**Recorded data**

* * *

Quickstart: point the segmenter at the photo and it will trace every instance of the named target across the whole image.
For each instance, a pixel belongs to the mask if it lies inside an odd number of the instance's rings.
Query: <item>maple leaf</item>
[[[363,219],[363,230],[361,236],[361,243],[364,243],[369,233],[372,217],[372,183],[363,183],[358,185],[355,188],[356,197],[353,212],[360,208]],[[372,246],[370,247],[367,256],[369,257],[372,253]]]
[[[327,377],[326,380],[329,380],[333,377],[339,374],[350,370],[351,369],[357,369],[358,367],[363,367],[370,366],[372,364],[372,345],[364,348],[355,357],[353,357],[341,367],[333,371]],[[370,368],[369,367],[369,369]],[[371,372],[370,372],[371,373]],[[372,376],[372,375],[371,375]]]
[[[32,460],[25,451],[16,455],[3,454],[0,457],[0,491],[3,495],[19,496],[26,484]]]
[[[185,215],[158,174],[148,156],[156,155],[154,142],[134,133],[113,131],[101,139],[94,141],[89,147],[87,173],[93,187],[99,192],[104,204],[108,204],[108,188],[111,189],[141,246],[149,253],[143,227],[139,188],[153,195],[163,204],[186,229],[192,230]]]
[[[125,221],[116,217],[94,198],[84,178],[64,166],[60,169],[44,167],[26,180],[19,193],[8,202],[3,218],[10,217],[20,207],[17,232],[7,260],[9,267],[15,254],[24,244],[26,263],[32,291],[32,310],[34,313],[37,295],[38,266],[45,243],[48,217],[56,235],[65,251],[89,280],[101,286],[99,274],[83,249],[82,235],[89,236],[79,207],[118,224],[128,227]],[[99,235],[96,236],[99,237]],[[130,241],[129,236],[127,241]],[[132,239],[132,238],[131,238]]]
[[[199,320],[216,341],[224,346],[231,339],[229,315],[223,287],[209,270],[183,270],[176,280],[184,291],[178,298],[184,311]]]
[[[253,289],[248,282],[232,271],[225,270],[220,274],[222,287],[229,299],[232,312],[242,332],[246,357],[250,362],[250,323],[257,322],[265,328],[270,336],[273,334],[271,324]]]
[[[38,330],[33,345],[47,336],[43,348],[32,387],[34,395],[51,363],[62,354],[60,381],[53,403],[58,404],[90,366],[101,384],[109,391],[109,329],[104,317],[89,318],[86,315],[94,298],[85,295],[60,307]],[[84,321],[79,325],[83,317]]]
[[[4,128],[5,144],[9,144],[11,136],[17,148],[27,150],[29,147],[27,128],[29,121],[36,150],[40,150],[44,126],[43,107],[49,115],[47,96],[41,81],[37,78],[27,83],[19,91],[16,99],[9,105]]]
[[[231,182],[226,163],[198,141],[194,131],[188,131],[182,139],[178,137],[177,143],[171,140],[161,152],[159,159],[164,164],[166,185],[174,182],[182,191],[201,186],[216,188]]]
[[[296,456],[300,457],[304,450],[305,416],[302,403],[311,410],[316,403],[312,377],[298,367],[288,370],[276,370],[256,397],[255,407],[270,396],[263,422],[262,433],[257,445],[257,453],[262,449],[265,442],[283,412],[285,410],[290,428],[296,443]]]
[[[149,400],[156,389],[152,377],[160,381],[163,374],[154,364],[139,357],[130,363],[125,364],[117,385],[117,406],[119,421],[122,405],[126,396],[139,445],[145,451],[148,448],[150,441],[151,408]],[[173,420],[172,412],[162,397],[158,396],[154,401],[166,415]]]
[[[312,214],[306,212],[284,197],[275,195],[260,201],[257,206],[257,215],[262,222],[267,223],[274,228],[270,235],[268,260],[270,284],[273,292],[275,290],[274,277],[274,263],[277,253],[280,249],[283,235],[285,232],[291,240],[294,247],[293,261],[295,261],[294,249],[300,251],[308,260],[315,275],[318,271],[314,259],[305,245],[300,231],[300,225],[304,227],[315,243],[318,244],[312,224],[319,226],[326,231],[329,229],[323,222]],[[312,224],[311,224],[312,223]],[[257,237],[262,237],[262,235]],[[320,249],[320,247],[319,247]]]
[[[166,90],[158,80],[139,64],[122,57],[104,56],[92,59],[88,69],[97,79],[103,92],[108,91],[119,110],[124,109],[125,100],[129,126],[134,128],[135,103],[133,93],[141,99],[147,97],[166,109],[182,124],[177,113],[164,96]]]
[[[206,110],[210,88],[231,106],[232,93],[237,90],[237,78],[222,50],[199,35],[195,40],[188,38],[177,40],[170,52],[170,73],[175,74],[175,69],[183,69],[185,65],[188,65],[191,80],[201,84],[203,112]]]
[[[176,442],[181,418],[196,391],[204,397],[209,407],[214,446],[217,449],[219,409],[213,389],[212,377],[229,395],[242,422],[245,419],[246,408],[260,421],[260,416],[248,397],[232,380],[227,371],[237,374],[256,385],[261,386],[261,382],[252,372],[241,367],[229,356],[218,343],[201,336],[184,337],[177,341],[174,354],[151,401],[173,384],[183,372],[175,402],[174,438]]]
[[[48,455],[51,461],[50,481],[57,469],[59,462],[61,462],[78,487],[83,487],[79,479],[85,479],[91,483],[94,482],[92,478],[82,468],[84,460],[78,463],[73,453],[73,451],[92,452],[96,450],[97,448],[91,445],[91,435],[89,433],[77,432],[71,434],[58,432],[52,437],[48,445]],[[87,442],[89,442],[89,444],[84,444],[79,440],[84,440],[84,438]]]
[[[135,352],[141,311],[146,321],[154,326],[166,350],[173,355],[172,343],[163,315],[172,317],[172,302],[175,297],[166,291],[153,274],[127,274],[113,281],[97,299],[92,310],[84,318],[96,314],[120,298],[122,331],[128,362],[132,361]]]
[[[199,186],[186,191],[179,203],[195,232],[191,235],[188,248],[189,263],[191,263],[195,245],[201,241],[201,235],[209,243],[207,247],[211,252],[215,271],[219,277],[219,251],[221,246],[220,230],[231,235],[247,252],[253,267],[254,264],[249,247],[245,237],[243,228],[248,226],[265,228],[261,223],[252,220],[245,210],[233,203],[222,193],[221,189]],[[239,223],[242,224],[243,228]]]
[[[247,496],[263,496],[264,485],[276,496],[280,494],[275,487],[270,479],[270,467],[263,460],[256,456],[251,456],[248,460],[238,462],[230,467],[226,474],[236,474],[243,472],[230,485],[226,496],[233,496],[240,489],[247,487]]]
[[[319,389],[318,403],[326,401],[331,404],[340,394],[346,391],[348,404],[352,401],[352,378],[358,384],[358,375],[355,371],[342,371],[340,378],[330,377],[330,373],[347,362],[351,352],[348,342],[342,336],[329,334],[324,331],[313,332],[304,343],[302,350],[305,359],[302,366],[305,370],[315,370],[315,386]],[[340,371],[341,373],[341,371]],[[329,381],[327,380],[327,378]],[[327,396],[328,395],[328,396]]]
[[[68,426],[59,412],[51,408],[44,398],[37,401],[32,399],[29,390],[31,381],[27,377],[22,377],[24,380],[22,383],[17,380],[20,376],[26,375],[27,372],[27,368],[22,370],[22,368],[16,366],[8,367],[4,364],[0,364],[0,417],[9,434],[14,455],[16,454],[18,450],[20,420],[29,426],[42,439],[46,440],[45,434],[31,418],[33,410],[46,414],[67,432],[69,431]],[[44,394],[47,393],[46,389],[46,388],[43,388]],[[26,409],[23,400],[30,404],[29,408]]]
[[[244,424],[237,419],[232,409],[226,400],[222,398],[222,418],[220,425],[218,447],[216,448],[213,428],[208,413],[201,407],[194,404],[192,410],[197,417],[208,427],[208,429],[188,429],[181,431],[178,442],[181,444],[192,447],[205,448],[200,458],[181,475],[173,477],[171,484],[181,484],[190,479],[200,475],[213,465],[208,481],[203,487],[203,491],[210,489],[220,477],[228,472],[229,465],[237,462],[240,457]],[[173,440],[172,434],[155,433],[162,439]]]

* * *

**Exercise objective**
Reproduce the material in full, switching "maple leaf" to "oak leaf" wherever it occurs and leaving everything else unchanged.

**Reply**
Quickstart: point the segmenter at the photo and it will trace every instance of the named target across the whole image.
For each instance, a pixel belongs to the mask if it lies inside an odd number of the instance's rings.
Query: <item>oak leaf</item>
[[[363,219],[363,230],[361,236],[361,243],[364,243],[369,233],[372,217],[372,183],[363,183],[358,185],[355,188],[356,197],[353,212],[360,208]],[[372,246],[370,247],[367,256],[369,257],[372,253]]]
[[[327,377],[326,380],[329,380],[333,377],[339,374],[350,370],[351,369],[357,369],[358,367],[363,367],[370,366],[372,364],[372,345],[364,348],[355,357],[353,357],[341,367],[333,371]],[[370,368],[369,367],[369,369]],[[371,372],[370,372],[371,373]],[[372,376],[372,375],[371,375]]]
[[[32,460],[25,451],[16,455],[3,454],[0,457],[0,491],[3,495],[19,496],[26,484]]]
[[[185,215],[158,174],[148,156],[156,155],[154,142],[134,133],[113,131],[101,139],[94,141],[89,147],[87,173],[93,187],[99,192],[104,204],[108,204],[108,188],[111,189],[141,246],[149,253],[143,227],[139,188],[153,195],[163,204],[186,229],[192,230]]]
[[[125,221],[116,217],[94,198],[84,178],[64,166],[60,169],[44,167],[26,180],[19,193],[8,202],[3,218],[10,217],[20,207],[17,232],[7,260],[9,267],[15,254],[24,244],[26,263],[32,291],[32,310],[34,313],[37,295],[38,266],[45,243],[48,217],[56,235],[65,251],[89,280],[101,286],[99,274],[83,249],[82,235],[89,236],[79,207],[118,224],[128,227]],[[99,235],[96,236],[99,237]],[[130,241],[129,236],[127,241]],[[132,239],[132,238],[131,238]]]
[[[199,320],[216,341],[224,346],[231,339],[229,315],[223,287],[209,270],[183,270],[176,280],[184,291],[178,298],[184,311]]]
[[[253,289],[248,282],[232,271],[225,270],[220,274],[222,287],[229,299],[232,312],[242,332],[246,357],[250,362],[250,323],[257,322],[265,328],[270,336],[273,334],[271,324]]]
[[[38,330],[33,345],[47,336],[43,348],[32,387],[34,395],[51,363],[62,354],[60,381],[53,403],[58,404],[90,366],[101,384],[109,391],[109,329],[104,317],[89,318],[86,315],[94,298],[85,295],[60,307]],[[84,321],[79,325],[83,317]]]
[[[4,128],[5,144],[9,144],[11,136],[17,148],[27,150],[29,147],[27,128],[29,121],[36,150],[40,150],[44,126],[43,107],[49,115],[47,96],[41,81],[37,78],[27,83],[19,91],[16,99],[9,105]]]
[[[231,182],[226,163],[198,141],[194,131],[188,131],[182,139],[178,137],[177,143],[171,140],[161,152],[159,159],[164,164],[166,185],[174,182],[182,191],[201,186],[216,188]]]
[[[296,456],[300,457],[304,450],[305,416],[302,403],[311,410],[316,403],[312,377],[298,367],[288,370],[276,370],[256,397],[255,407],[270,396],[263,422],[262,433],[257,445],[257,453],[262,449],[265,442],[283,412],[285,410],[290,428],[296,443]]]
[[[149,400],[156,389],[152,377],[160,381],[163,374],[154,364],[139,357],[130,363],[125,364],[117,385],[117,406],[119,421],[122,405],[126,396],[139,445],[145,451],[148,448],[150,441],[151,408]],[[173,420],[172,412],[162,397],[158,396],[154,401],[166,415]]]
[[[312,214],[306,212],[284,197],[275,195],[260,201],[257,206],[257,215],[262,222],[267,223],[274,228],[270,235],[268,260],[270,284],[273,292],[275,290],[274,277],[274,263],[277,253],[280,249],[283,235],[285,232],[291,240],[294,247],[293,261],[295,261],[294,249],[300,251],[308,260],[315,275],[318,271],[314,259],[305,245],[300,231],[300,225],[304,227],[315,243],[318,244],[312,224],[319,226],[326,231],[329,229],[323,222]],[[312,224],[311,224],[312,223]],[[257,237],[262,237],[262,235]],[[320,249],[320,247],[319,247]]]
[[[166,90],[158,80],[139,64],[122,57],[104,56],[92,59],[88,69],[97,79],[103,92],[108,91],[119,110],[124,109],[125,100],[129,126],[134,128],[135,103],[133,93],[141,99],[147,97],[166,109],[182,124],[177,113],[164,96]]]
[[[206,110],[210,88],[231,106],[232,93],[237,90],[237,78],[222,50],[199,35],[195,40],[188,38],[177,40],[170,52],[170,73],[175,74],[175,69],[183,69],[185,65],[188,65],[191,80],[201,84],[203,112]]]
[[[176,442],[181,418],[196,391],[204,397],[209,407],[214,446],[217,449],[219,409],[213,389],[212,377],[229,395],[242,422],[245,419],[246,408],[260,421],[260,416],[248,397],[232,380],[227,371],[237,374],[256,385],[261,386],[261,382],[252,372],[241,367],[229,356],[218,343],[201,336],[184,337],[177,341],[174,354],[151,401],[173,384],[183,372],[175,402],[174,438]]]
[[[48,455],[51,461],[50,481],[57,469],[59,462],[61,462],[78,487],[83,487],[79,479],[85,479],[91,483],[94,482],[92,478],[82,468],[84,460],[78,463],[73,453],[73,451],[92,452],[96,450],[97,448],[91,445],[91,435],[89,433],[77,432],[71,434],[58,432],[52,437],[48,445]],[[87,442],[89,442],[89,444],[84,444],[79,440],[84,440],[84,438]]]
[[[135,352],[141,311],[146,321],[154,326],[166,350],[173,355],[172,343],[163,315],[172,317],[172,302],[175,297],[166,291],[153,274],[127,274],[113,281],[97,299],[92,310],[84,318],[96,314],[120,298],[122,331],[128,362],[132,361]]]
[[[199,186],[186,191],[179,203],[195,232],[191,235],[188,248],[189,263],[191,263],[195,245],[201,241],[201,235],[209,243],[207,247],[211,252],[215,271],[219,277],[219,251],[221,246],[220,230],[231,235],[247,252],[253,267],[254,264],[249,247],[245,237],[243,228],[248,226],[265,228],[261,223],[252,220],[245,210],[233,203],[222,193],[221,189]],[[239,223],[242,224],[243,228]]]
[[[247,496],[263,496],[264,485],[276,496],[280,494],[275,487],[270,479],[270,467],[263,460],[256,456],[251,456],[248,460],[238,462],[230,467],[226,474],[236,474],[243,472],[230,485],[226,496],[233,496],[240,489],[247,487]]]
[[[319,389],[318,403],[326,401],[331,404],[340,394],[346,391],[348,404],[352,401],[352,378],[358,384],[358,375],[355,371],[342,371],[340,378],[330,377],[330,373],[347,362],[351,352],[348,342],[342,336],[329,334],[324,331],[313,332],[304,343],[302,350],[305,359],[302,366],[305,370],[315,370],[315,386]],[[340,371],[341,373],[341,371]],[[329,381],[327,380],[327,378]],[[327,396],[328,395],[328,396]]]
[[[68,426],[59,412],[51,408],[44,398],[37,401],[32,399],[29,390],[31,381],[27,377],[22,377],[24,380],[22,383],[17,380],[20,376],[26,375],[27,372],[27,368],[22,370],[22,368],[16,366],[8,367],[4,364],[0,364],[0,417],[9,434],[14,455],[16,454],[18,450],[20,420],[29,426],[42,439],[46,440],[45,434],[31,418],[33,410],[46,414],[67,432],[69,431]],[[44,394],[47,393],[46,389],[46,388],[43,388]],[[26,409],[23,400],[30,404],[29,408]]]
[[[244,424],[237,419],[232,409],[226,400],[222,398],[222,418],[220,425],[218,447],[216,448],[213,428],[208,413],[201,407],[194,404],[192,410],[197,417],[208,427],[208,429],[188,429],[181,431],[178,442],[181,444],[192,447],[205,448],[200,458],[181,475],[173,477],[171,484],[181,484],[190,479],[200,475],[213,465],[208,481],[203,487],[203,491],[210,489],[220,477],[228,472],[229,465],[237,462],[240,457]],[[173,440],[172,434],[155,433],[162,439]]]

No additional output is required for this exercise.